▶ _EXERCISE PROMPT_:
Arrange every line of the listing below as a JSON list of strings, one string per line, with blank lines dropped and the pictures left out.

▶ _TASK MATERIAL_:
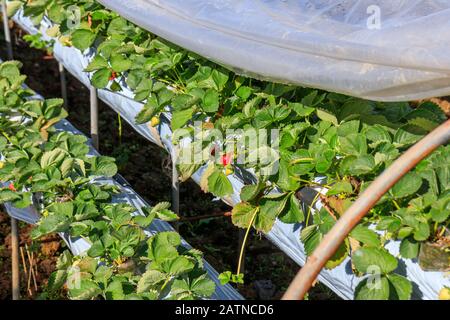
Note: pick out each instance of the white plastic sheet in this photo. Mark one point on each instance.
(380, 50)
(286, 236)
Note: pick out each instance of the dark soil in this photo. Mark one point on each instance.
(141, 163)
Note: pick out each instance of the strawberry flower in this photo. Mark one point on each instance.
(226, 159)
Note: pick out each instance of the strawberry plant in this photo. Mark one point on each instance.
(51, 169)
(343, 142)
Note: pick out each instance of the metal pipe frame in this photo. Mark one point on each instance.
(94, 117)
(62, 77)
(14, 228)
(367, 200)
(175, 185)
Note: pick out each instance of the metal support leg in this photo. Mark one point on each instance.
(14, 229)
(94, 118)
(62, 77)
(7, 31)
(241, 238)
(175, 187)
(15, 260)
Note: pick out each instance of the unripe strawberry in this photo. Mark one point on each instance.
(226, 159)
(113, 76)
(229, 171)
(155, 121)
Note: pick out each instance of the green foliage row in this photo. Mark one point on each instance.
(347, 141)
(51, 169)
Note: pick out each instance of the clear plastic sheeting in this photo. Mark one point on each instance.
(286, 236)
(380, 50)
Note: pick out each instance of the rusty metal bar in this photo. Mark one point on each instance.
(62, 78)
(14, 228)
(7, 31)
(333, 239)
(94, 117)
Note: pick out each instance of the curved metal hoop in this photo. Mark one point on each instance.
(333, 239)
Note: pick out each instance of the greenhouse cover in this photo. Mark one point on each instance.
(379, 50)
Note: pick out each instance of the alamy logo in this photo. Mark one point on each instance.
(374, 20)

▶ _EXERCISE SOLUTION_:
[
  "Note: pick out each instance of the white plastic sheet in this photo. Mark one point on each instance.",
  "(380, 50)",
  "(286, 236)",
  "Note: pick out each instance of the dark soil in this photo. Mark one point on each instance.",
  "(141, 163)",
  "Note: pick out each instance of the strawberry flower in this photo. Mark one point on each instance.",
  "(226, 159)",
  "Note: pick out each instance of the strawberry plant in this photo. Mark one point on each instance.",
  "(51, 169)",
  "(343, 142)",
  "Note: pick out each instance of the metal pipe frame in this photo. Mark one point on each instance.",
  "(94, 117)",
  "(62, 77)",
  "(14, 228)",
  "(367, 200)",
  "(175, 185)",
  "Note: pick out each instance of the metal support leg in this photo. Mark one point on each instance.",
  "(14, 229)",
  "(94, 118)",
  "(62, 77)",
  "(7, 31)",
  "(241, 238)",
  "(175, 187)",
  "(15, 260)",
  "Note: pick out each instance of the unripe strawberry in this photo. Mark one point on each instance.",
  "(226, 159)",
  "(113, 76)",
  "(229, 171)",
  "(155, 121)",
  "Note: pick out each instance of the green foliage row in this photo. Mark one point on each instance.",
  "(347, 141)",
  "(51, 169)",
  "Note: pick out each instance of the clear plastic sheeting in this photo. Mark one point on each instance.",
  "(286, 236)",
  "(380, 50)",
  "Note: pick out each instance of the rusty metal bar in this photo. Mark one point on each instance.",
  "(62, 78)",
  "(14, 228)",
  "(7, 31)",
  "(333, 239)",
  "(94, 117)",
  "Note: pick out each instance of the curved metal hoop in this photo. Mark one point on each instance.",
  "(333, 239)",
  "Note: pick out each instance of the greenhouse cover in this photo. Mark one point on each instance.",
  "(379, 50)",
  "Note: pick out each instance of the alamy logo in this photo. Mark one point on each instance.",
  "(374, 20)"
]